WRITTEN INSTRUCTION 1 » List every song that the album write-ups name by title.

SELECTED TEXT »
The Weepies – Hideaway

Nettwerk Productions

I hadn’t been driving for long. Freshly sixteen, I’d revel in my newfound mobility with jaunts just about anywhere. That particular day in 2008, I was on the move, hoping to stock my CD shelves with goods from CD Warehouse, a nook in my neighborhood’s strip center. Part of me felt shame determining a purchase based on album art, but the other part of me fell in love with the delicately drawn beluga whale on the cover of The Weepies’ Hideaway. I grabbed the plastic square and slapped it onto the counter. In the container of my car, the songs felt like lullabies, gently melancholy like the stars and the sea on the cover.

This album has never quite let me out of its orbit. The opening track, “Can’t Go Back Now,” is one of my playlist mainstays. The folky duo’s silky harmonies sail over soft, sparkling guitars and keys: “If you ever turn around, you’ll see me.” It’s an ode to a deep blue road that I still find myself driving, almost twenty years later.

– Katie Hayes


Lorde – Melodrama

Universal Music

I was first introduced to Lorde in 2013 when my college roommate played “Royals” for me through the tinny speaker of her iPhone 4. We would play the album on loop as the semesters flew by, cementing Lorde as one of the defining artists of my undergrad career. Fast-forward to 2017, and I’m heading into my second year of graduate school. This time, Lorde had freshly released her sophomore album, Melodrama, and my best friend and I loved to listen to “Liability” as we agonized over papers, research, and recital prep. The album artwork is one of my favorites: a moody, intimate painting of Lorde by Sam McKinniss. His treatment of light through the use of rich blue tones and contrasting coral accents is mesmerizing. The portrait is timeless, capturing both elegance and raw vulnerability through angular brushstrokes and saturated hues. I’ll always love it. Nostalgia lives on in every track, reminding me of evenings spent blasting this album with the windows down, breathing in the salted Gulf air, and screaming about the “fuckin’ melodrama” until our voices were nearly as raspy as Lorde’s.

WRITTEN INSTRUCTION 2 » Scale the listing from its first line through the line with "point(88, 182)", both ends included. Multiply every answer coordinate by 1.8 and round to whole numbers, halves up, while copying all other lines unchanged and leaving out the pictures.

DATA SHOWN »

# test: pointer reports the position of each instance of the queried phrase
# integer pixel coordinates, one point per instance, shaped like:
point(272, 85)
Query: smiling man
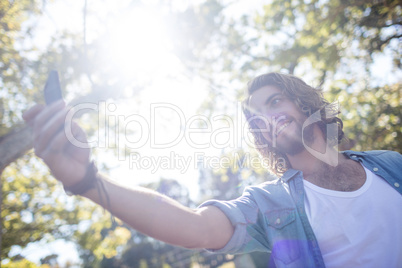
point(325, 209)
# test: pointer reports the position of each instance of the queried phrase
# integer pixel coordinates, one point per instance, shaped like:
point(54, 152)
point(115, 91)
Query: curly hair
point(308, 99)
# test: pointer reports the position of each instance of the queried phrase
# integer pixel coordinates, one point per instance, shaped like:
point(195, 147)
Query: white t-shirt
point(362, 228)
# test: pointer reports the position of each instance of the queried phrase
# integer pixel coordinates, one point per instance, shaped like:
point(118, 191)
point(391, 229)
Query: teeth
point(282, 127)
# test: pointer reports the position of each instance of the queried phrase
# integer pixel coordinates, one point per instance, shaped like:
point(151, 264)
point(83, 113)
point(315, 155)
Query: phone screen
point(52, 88)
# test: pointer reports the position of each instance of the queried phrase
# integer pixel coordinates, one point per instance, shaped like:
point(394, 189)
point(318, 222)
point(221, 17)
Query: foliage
point(332, 44)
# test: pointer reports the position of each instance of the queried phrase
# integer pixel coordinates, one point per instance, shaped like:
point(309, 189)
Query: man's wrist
point(88, 182)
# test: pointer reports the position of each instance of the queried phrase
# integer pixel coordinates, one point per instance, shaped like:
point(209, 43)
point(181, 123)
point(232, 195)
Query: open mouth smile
point(281, 126)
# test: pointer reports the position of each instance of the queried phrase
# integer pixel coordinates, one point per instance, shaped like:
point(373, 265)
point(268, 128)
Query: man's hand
point(67, 162)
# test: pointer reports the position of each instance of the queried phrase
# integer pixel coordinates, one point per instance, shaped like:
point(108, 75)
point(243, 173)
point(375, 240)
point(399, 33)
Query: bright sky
point(181, 96)
point(178, 96)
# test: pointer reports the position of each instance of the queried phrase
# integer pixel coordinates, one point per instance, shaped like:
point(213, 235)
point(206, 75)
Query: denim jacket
point(271, 217)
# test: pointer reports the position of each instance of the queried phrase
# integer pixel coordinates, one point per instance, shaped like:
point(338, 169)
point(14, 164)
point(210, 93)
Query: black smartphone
point(52, 88)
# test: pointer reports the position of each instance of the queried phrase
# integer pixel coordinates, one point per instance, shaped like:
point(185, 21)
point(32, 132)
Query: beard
point(294, 143)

PROBLEM SOLUTION 1 »
“Can’t Go Back Now”
“Royals”
“Liability”

PROBLEM SOLUTION 2 »
# test: pointer reports the position of each instance of the queried phrase
# integer pixel coordinates, one point per instance, shaped like:
point(272, 85)
Query: smiling man
point(585, 376)
# test: pointer reports the position of each instance of the queried phrase
# integer pixel coordinates, one point per instance, shaped like:
point(54, 152)
point(115, 91)
Query: curly hair
point(554, 178)
# test: pointer reports the position of each instance of the queried phrase
# integer pixel coordinates, one point per instance, shaped like:
point(195, 147)
Query: white t-shirt
point(652, 410)
# test: pointer reports the position of each instance of the queried phrase
# integer pixel coordinates, one point per instance, shaped like:
point(118, 191)
point(391, 229)
Query: teeth
point(508, 229)
# test: pointer reports the position of each instance of the queried phrase
# integer pixel coordinates, one point per instance, shaped like:
point(151, 264)
point(83, 113)
point(315, 155)
Query: phone screen
point(94, 158)
# test: pointer reports the position of each instance of the queried phrase
# integer pixel coordinates, one point per instance, shaped like:
point(394, 189)
point(318, 222)
point(221, 17)
Query: foliage
point(598, 79)
# test: pointer reports the position of each instance of the queried phrase
# integer pixel coordinates, one point per instance, shaped like:
point(309, 189)
Query: man's wrist
point(158, 328)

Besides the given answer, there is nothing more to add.